What you have to do = When a line below contains the string "book", show that line.

Data for review =
***
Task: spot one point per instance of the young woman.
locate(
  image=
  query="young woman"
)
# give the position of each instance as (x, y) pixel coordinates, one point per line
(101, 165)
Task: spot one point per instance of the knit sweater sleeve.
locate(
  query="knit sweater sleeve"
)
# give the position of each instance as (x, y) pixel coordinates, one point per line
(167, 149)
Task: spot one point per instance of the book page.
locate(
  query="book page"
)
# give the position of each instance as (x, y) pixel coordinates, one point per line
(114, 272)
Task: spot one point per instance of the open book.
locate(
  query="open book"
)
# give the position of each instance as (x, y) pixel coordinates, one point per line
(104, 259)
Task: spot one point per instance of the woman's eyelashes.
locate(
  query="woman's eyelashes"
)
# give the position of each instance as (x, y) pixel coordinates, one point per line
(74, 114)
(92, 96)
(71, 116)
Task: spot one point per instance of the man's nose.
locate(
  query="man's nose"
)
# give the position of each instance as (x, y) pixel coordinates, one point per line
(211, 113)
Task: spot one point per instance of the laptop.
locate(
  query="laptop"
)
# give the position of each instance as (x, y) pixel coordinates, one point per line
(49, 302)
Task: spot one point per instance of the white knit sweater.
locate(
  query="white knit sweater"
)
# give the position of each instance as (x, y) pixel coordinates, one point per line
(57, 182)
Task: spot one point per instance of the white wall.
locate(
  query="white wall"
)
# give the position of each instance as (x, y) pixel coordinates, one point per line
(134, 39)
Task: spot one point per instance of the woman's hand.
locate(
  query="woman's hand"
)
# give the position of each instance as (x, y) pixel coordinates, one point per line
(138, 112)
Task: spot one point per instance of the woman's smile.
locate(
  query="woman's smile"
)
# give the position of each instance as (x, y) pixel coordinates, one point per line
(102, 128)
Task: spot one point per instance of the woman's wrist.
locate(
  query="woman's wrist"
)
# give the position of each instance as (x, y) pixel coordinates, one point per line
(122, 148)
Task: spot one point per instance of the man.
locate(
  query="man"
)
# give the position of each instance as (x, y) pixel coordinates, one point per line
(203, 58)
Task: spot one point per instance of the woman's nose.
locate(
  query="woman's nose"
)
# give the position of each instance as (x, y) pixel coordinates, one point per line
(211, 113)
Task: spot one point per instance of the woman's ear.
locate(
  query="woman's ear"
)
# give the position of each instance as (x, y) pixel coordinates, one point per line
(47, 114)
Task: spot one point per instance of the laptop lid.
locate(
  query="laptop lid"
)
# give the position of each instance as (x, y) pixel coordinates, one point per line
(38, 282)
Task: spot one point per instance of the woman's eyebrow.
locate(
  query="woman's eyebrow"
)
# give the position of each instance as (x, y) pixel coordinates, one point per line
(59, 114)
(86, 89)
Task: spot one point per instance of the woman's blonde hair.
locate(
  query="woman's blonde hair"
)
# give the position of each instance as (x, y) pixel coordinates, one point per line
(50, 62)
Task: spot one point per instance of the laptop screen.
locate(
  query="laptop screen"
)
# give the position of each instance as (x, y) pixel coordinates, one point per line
***
Solution to the problem =
Task: spot one point per instance of the book page.
  query="book page"
Task: spot one point per instance of the open book.
  query="open book"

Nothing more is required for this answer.